■ **GIVEN EXERCISE**:
Your task is to output all the records below, word for word.
»»
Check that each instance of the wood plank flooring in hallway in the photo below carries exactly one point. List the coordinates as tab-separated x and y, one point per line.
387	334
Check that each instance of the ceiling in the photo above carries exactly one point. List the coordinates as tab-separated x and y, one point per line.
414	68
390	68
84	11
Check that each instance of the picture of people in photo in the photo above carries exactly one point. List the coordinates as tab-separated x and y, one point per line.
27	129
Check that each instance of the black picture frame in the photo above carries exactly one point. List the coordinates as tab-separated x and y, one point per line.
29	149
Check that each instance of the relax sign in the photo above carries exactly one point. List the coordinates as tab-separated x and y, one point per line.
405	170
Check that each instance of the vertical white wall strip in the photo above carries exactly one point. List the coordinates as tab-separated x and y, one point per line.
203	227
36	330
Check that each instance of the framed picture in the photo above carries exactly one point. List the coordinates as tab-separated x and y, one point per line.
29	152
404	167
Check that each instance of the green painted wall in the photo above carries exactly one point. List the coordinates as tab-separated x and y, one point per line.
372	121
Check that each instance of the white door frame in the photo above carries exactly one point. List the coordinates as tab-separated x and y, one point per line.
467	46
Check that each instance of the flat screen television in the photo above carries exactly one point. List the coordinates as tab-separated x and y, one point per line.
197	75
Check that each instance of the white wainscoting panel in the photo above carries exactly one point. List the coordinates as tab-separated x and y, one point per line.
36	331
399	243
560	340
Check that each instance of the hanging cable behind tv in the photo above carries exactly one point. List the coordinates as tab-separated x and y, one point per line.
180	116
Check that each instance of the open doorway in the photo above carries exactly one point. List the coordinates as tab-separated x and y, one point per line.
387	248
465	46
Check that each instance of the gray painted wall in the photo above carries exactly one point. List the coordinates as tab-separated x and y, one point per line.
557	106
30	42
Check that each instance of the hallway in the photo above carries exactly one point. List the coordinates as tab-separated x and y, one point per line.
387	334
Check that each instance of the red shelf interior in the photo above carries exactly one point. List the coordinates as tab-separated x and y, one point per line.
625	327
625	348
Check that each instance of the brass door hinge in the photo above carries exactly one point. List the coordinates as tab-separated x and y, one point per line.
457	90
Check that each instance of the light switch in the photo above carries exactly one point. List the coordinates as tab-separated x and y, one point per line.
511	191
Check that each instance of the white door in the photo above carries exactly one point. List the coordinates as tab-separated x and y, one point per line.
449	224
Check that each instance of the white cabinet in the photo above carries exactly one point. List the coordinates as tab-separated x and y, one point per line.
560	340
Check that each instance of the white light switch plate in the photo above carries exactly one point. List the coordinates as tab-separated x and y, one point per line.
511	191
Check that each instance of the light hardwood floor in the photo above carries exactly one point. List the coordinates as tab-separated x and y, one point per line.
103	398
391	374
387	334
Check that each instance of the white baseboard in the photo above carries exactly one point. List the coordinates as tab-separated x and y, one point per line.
««
■ **CORRECT RESULT**:
Check that each instance of the wood plank flooring in hallway in the photo below carries exactly one point. List the coordinates as tab-separated x and y, one point per line.
387	334
Check that each instance of the ceiling in the photo above carries exactly one point. List the coordinates as tab-separated x and y, one point per line.
414	68
390	68
84	11
Check that each instance of the picture of people in photo in the photo above carries exactly one point. List the coordinates as tab-separated x and y, one point per line.
27	129
Check that each instance of the black picture frame in the photo above carries exactly one point. List the coordinates as tab-separated x and y, one point per line.
29	149
Check that each instance of the relax sign in the photo above carries exactly one point. List the coordinates as tab-separated x and y, one point per line.
405	170
Check that each instance of the vertical white wall strip in the photo above carries exactly one point. List the coordinates as tab-separated x and y, one point per line.
203	227
36	330
Check that each instance of the framed picture in the photo above carries exactly one point. List the coordinates as tab-separated x and y, one point per line.
29	152
404	167
Check that each instance of the green painted wall in the photo above carries exactly one point. List the coordinates as tab-separated x and y, one point per line.
372	121
Check that each instance of the white door frame in the photo above carries exactly one point. List the coordinates as tab-separated x and y, one point per line.
467	46
Check that each instance of the flat screen television in the photo above carries exactly one point. List the coordinates as tab-separated x and y, one point per line.
197	75
Check that each instance of the white wainscoting panel in the photo above carries exactly one point. List the coordinates as tab-separated x and y, one point per line.
36	331
399	243
560	340
Check that each instance of the hanging cable behind tv in the photo above carries exactly one point. List the coordinates as tab-separated x and y, one point per line.
180	116
Check that each instance of the open doorway in the photo above carries exactly one point. List the coordinates as tab-separated x and y, one point per line.
387	248
465	46
Check that each instance of the gray painted wall in the photo above carries exactly one point. List the coordinates as tab-separated x and y, one point per line.
557	106
30	42
Check that each instance of the hallway in the photo above carries exactly one point. List the coordinates as tab-separated x and y, one point per line.
387	334
Check that each instance of the red shelf interior in the photo above carries exactly one point. List the coordinates as tab-separated x and y, one point per line.
625	327
625	348
Check that each instance of the brass door hinge in the photo above carries exactly one point. List the coordinates as tab-separated x and y, one point per line.
457	90
Check that each instance of the light switch in the photo above carries exactly one point. List the coordinates as tab-separated x and y, one point per line.
511	191
Check that each instance of the white door in the photo above carries exactly one point. List the coordinates as tab-separated x and y, one point per line.
449	224
Check that each instance of the white cabinet in the photo above carries exactly one point. List the coordinates as tab-separated x and y, one point per line.
560	340
Check that each instance of the white light switch plate in the photo above carries exactly one point. List the coordinates as tab-separated x and y, one point per line.
511	191
Check that each instance of the light hardwood floor in the photo above carries exactly one point. List the coordinates as tab-separated x and y, one point per line.
103	398
391	374
387	334
Check that each instance of the white baseboard in the photo above carries exactly one point. List the coordinates as tab-separated x and y, one point per line.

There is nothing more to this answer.